Begin

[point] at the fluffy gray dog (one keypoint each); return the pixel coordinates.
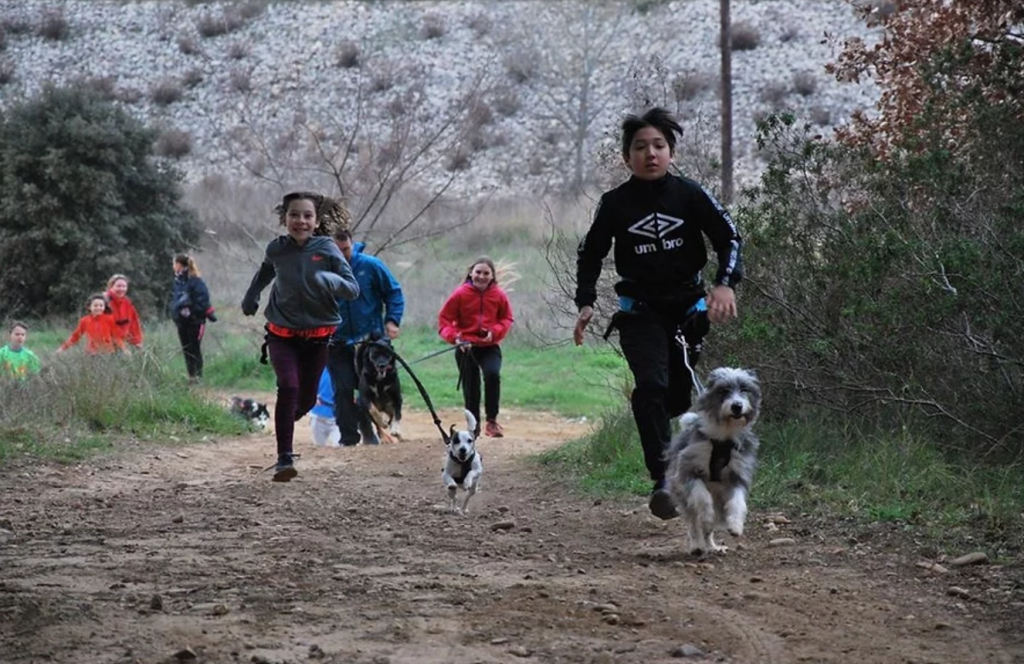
(712, 459)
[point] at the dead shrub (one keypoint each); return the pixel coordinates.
(239, 50)
(521, 65)
(480, 25)
(506, 100)
(104, 86)
(241, 80)
(187, 45)
(433, 27)
(210, 25)
(192, 78)
(805, 83)
(173, 143)
(743, 36)
(16, 25)
(347, 54)
(820, 116)
(251, 9)
(129, 95)
(460, 159)
(382, 80)
(166, 92)
(689, 85)
(53, 26)
(7, 71)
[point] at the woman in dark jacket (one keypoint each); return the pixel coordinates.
(190, 309)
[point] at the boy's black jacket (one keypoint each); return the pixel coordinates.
(657, 229)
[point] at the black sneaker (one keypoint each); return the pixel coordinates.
(662, 504)
(285, 469)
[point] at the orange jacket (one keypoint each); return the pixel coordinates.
(100, 334)
(469, 314)
(129, 329)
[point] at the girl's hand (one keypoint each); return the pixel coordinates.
(583, 321)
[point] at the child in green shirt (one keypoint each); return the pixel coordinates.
(16, 361)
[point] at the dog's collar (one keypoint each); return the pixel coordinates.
(468, 460)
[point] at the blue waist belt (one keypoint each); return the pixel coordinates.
(629, 303)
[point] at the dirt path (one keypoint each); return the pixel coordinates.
(192, 551)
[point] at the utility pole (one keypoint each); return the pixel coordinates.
(726, 99)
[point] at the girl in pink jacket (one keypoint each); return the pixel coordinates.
(477, 316)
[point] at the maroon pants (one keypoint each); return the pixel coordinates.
(298, 364)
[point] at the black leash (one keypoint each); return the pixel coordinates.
(423, 390)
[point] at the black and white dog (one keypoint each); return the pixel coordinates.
(252, 411)
(463, 464)
(380, 389)
(713, 457)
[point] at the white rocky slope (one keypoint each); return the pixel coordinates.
(525, 80)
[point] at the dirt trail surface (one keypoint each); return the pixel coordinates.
(190, 553)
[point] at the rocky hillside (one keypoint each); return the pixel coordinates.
(480, 95)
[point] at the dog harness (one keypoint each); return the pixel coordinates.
(721, 454)
(464, 467)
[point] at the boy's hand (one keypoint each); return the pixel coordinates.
(721, 304)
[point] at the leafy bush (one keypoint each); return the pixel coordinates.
(173, 143)
(347, 54)
(870, 284)
(166, 92)
(743, 36)
(53, 26)
(83, 199)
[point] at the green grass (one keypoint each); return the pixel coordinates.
(81, 406)
(568, 380)
(855, 472)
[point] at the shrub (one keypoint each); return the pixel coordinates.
(239, 50)
(805, 83)
(7, 71)
(433, 27)
(16, 25)
(129, 95)
(347, 54)
(213, 26)
(774, 93)
(521, 65)
(241, 80)
(53, 26)
(820, 116)
(743, 36)
(173, 143)
(506, 100)
(187, 45)
(689, 85)
(86, 166)
(460, 159)
(104, 86)
(192, 78)
(166, 92)
(480, 25)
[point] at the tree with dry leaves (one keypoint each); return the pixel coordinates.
(933, 60)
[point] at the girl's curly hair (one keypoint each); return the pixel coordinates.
(332, 213)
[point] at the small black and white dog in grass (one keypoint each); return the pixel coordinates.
(252, 411)
(463, 464)
(713, 457)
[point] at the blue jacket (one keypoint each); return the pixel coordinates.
(325, 398)
(380, 299)
(189, 300)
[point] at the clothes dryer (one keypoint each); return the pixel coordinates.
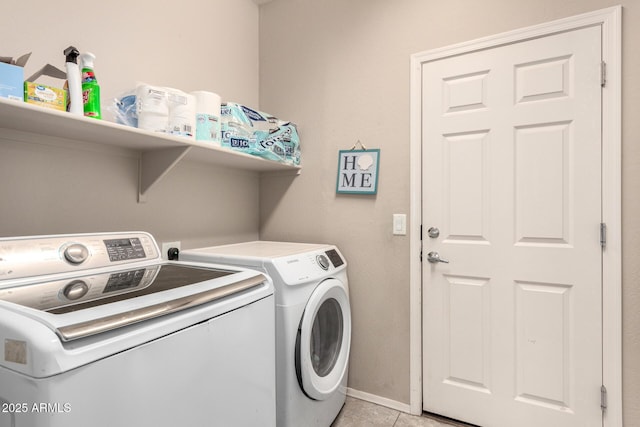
(313, 323)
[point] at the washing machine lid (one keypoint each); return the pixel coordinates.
(258, 250)
(76, 307)
(324, 341)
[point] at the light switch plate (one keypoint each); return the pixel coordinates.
(399, 224)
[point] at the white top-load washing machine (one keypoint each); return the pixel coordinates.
(313, 323)
(97, 330)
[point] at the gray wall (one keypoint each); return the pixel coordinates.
(341, 70)
(53, 186)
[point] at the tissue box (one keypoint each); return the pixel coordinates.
(45, 96)
(11, 80)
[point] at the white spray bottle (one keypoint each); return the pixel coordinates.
(74, 81)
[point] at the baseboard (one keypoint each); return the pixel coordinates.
(378, 400)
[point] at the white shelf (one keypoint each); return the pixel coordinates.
(158, 152)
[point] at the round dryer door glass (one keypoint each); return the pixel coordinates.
(326, 337)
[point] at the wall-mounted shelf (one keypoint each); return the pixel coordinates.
(158, 152)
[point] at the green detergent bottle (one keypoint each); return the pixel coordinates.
(90, 87)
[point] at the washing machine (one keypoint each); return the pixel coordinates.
(97, 330)
(313, 323)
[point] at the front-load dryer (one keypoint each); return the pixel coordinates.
(313, 323)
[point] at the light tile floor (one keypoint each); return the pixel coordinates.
(358, 413)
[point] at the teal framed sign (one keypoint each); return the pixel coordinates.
(358, 171)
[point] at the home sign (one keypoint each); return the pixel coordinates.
(358, 171)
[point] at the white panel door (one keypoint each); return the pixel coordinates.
(512, 181)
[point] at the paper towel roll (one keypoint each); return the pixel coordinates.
(182, 113)
(207, 116)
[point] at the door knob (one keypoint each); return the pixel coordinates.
(434, 257)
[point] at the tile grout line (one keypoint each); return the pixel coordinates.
(397, 418)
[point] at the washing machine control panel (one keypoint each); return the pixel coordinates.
(22, 257)
(301, 268)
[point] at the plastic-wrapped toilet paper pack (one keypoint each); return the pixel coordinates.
(152, 105)
(260, 134)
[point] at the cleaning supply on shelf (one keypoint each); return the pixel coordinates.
(74, 81)
(207, 116)
(90, 87)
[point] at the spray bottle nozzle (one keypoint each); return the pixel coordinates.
(72, 54)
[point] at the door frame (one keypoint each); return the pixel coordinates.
(611, 21)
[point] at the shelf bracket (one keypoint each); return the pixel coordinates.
(154, 165)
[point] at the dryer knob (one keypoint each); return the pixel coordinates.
(76, 253)
(323, 261)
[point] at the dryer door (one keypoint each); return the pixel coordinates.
(324, 339)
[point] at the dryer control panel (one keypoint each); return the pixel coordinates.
(311, 266)
(28, 257)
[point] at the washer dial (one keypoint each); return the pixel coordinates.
(76, 253)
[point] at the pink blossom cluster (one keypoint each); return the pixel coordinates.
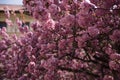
(72, 40)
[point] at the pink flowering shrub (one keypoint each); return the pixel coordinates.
(72, 40)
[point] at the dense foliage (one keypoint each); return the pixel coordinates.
(72, 40)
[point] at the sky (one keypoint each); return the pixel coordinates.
(15, 2)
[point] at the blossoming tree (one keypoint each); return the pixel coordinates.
(72, 40)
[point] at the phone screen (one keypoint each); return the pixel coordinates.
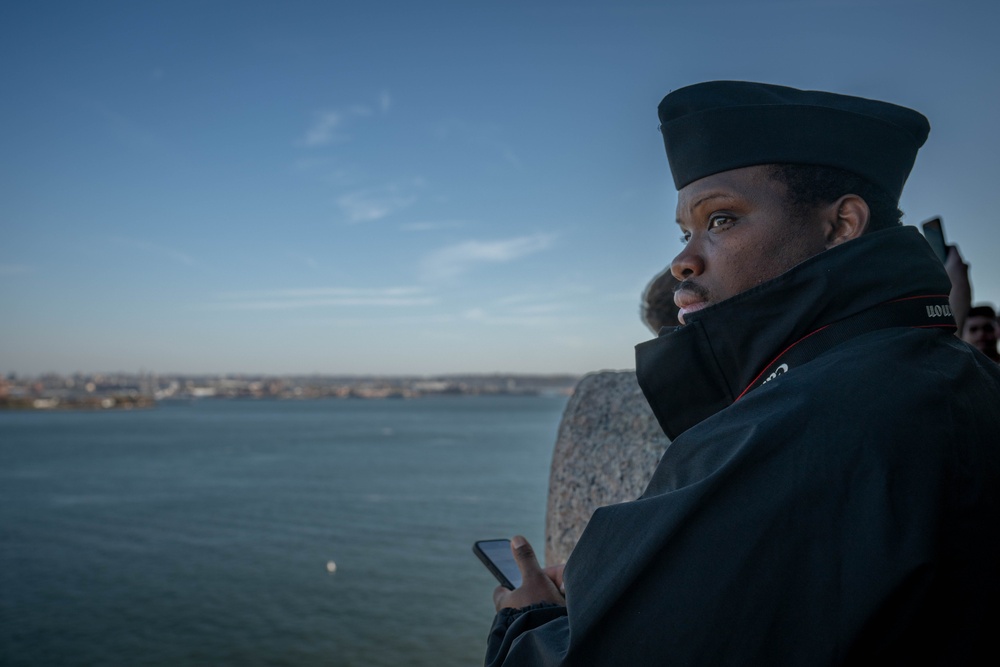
(498, 559)
(934, 233)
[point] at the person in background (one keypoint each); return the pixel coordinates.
(980, 330)
(831, 494)
(658, 307)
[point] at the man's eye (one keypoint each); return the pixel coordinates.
(718, 221)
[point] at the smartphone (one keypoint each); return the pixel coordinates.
(499, 560)
(934, 233)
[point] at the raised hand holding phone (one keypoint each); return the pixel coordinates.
(537, 584)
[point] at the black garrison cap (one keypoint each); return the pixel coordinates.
(721, 125)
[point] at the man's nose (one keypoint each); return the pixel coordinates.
(688, 263)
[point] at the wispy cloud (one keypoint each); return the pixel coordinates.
(163, 251)
(454, 260)
(482, 136)
(329, 126)
(373, 204)
(431, 226)
(323, 297)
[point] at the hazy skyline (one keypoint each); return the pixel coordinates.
(411, 188)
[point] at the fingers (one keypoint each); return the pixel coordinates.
(524, 556)
(500, 593)
(554, 572)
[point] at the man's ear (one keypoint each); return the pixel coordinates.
(848, 220)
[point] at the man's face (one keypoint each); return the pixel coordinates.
(739, 234)
(980, 332)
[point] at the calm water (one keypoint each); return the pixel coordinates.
(199, 533)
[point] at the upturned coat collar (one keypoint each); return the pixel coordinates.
(691, 372)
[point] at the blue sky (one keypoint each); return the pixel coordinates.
(401, 187)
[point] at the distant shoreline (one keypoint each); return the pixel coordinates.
(140, 391)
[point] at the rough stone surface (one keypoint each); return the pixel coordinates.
(608, 446)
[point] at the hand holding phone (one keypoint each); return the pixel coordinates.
(934, 233)
(498, 559)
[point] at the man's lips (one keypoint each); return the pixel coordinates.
(689, 297)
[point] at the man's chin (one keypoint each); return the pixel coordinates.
(687, 310)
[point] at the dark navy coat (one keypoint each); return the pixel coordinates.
(845, 512)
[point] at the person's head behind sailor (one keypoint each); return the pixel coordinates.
(769, 176)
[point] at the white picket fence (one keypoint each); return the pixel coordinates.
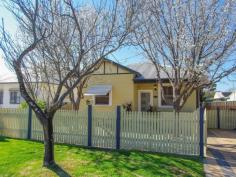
(165, 132)
(222, 113)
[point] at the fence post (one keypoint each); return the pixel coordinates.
(89, 125)
(118, 127)
(201, 121)
(218, 117)
(29, 123)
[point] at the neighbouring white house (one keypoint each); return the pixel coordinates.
(232, 96)
(225, 96)
(9, 92)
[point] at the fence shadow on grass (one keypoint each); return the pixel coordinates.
(59, 171)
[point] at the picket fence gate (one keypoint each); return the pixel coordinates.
(165, 132)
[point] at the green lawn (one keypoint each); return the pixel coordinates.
(24, 158)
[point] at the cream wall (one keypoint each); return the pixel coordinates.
(6, 87)
(122, 90)
(190, 104)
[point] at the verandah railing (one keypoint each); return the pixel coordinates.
(165, 132)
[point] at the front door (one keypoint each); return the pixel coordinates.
(145, 100)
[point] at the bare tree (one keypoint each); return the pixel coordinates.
(191, 42)
(59, 44)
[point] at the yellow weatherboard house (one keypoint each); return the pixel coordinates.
(136, 85)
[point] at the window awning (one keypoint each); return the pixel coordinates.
(98, 90)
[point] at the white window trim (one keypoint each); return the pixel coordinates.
(2, 97)
(110, 100)
(159, 100)
(139, 97)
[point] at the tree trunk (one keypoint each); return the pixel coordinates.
(48, 143)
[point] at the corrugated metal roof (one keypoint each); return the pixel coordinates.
(8, 78)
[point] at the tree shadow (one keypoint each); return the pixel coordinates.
(59, 171)
(3, 139)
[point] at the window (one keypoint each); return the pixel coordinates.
(102, 99)
(14, 97)
(168, 96)
(1, 97)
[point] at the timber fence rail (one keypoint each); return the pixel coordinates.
(166, 132)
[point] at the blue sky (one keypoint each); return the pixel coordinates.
(125, 55)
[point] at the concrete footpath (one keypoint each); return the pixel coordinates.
(221, 153)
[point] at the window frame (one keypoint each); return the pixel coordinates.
(1, 97)
(110, 100)
(139, 97)
(18, 96)
(160, 98)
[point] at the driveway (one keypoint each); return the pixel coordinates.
(221, 153)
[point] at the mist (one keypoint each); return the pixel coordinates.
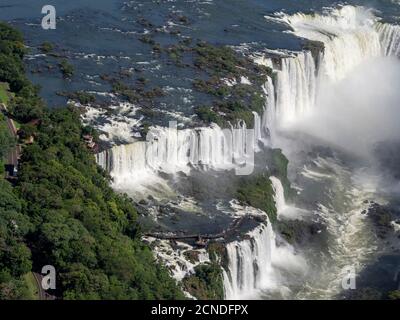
(359, 111)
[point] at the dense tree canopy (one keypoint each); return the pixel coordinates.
(62, 211)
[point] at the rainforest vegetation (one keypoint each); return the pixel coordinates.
(61, 211)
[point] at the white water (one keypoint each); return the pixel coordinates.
(250, 264)
(351, 36)
(353, 39)
(169, 150)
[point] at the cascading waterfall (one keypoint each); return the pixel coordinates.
(279, 198)
(170, 150)
(296, 87)
(390, 38)
(250, 264)
(350, 35)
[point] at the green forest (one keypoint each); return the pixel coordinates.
(61, 211)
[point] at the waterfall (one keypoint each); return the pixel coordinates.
(170, 150)
(296, 87)
(250, 264)
(350, 35)
(279, 197)
(390, 38)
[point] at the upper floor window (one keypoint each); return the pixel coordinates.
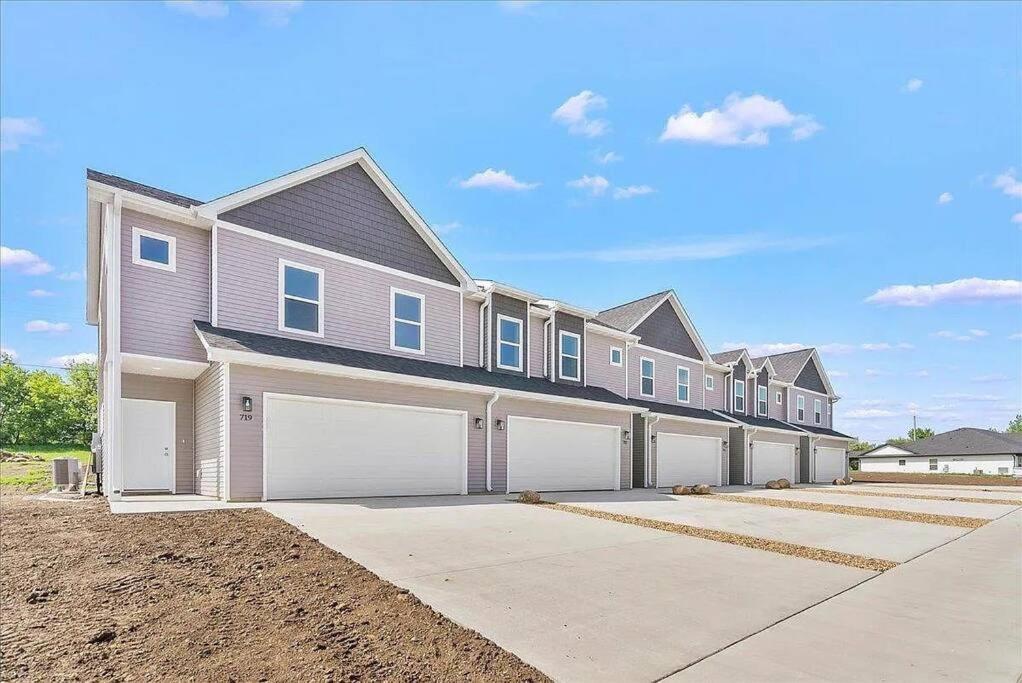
(509, 343)
(153, 249)
(570, 352)
(407, 320)
(646, 368)
(300, 299)
(683, 384)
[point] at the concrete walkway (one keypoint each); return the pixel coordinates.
(955, 615)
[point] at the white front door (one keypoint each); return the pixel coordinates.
(687, 460)
(147, 445)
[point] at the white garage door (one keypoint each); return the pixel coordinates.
(554, 455)
(325, 448)
(687, 460)
(829, 463)
(773, 461)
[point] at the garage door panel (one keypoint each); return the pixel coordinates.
(554, 455)
(327, 449)
(688, 459)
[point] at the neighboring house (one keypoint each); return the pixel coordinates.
(311, 336)
(964, 451)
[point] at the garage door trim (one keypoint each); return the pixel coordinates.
(719, 452)
(268, 396)
(514, 418)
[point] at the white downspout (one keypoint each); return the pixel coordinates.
(490, 441)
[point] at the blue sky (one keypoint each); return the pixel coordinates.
(781, 167)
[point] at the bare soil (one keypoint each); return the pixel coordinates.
(950, 480)
(225, 595)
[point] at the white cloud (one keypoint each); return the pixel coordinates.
(64, 361)
(24, 262)
(1009, 184)
(273, 12)
(607, 157)
(970, 289)
(632, 191)
(595, 185)
(575, 114)
(497, 180)
(15, 132)
(46, 326)
(740, 121)
(205, 9)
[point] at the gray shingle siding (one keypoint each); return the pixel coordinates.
(346, 213)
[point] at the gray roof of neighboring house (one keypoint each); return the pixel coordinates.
(232, 339)
(623, 317)
(965, 441)
(139, 188)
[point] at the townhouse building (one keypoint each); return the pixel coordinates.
(311, 336)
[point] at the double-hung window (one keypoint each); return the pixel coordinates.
(508, 343)
(300, 301)
(407, 321)
(570, 353)
(153, 249)
(683, 384)
(646, 368)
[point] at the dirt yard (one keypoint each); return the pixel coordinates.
(950, 480)
(226, 595)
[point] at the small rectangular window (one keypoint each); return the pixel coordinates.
(407, 321)
(570, 351)
(739, 396)
(646, 369)
(300, 303)
(683, 384)
(153, 249)
(509, 343)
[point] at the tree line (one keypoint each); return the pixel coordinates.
(44, 407)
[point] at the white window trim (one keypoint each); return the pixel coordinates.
(281, 265)
(521, 330)
(561, 356)
(421, 322)
(688, 384)
(652, 376)
(136, 249)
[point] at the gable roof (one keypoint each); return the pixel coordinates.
(964, 441)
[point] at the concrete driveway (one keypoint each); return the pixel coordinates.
(582, 599)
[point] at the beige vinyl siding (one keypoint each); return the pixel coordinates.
(158, 307)
(210, 430)
(246, 438)
(181, 393)
(358, 299)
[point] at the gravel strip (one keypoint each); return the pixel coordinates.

End

Task details:
Copy the material from the line containing "[point] at the beige" through the end of the material, both ends included and requests kept, and shift every coordinate in the answers by -18.

Exercise response:
[point] at the beige vinyl siding (one keypoint each); return the pixel coordinates.
(140, 289)
(192, 412)
(228, 420)
(163, 375)
(340, 281)
[point] at the gravel strip (one keypoint each); return the pixel coordinates.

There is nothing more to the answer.